_Your instructions_
Repeat the records below exactly, line for line.

Segment Start: Supplied material

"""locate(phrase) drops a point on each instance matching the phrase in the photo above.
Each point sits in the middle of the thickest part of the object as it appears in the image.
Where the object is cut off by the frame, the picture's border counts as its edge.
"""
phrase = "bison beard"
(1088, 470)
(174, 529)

Segment End: Supplied material

_Reply to the task_
"""locate(phrase) drops a point on each instance matching the phrase in the photo above.
Each point sits in the middle of the thickest part of the object as it appears in the image.
Where the object is cut off by the frame, the picture's border counts as its edge.
"""
phrase = "bison beard"
(1088, 470)
(174, 529)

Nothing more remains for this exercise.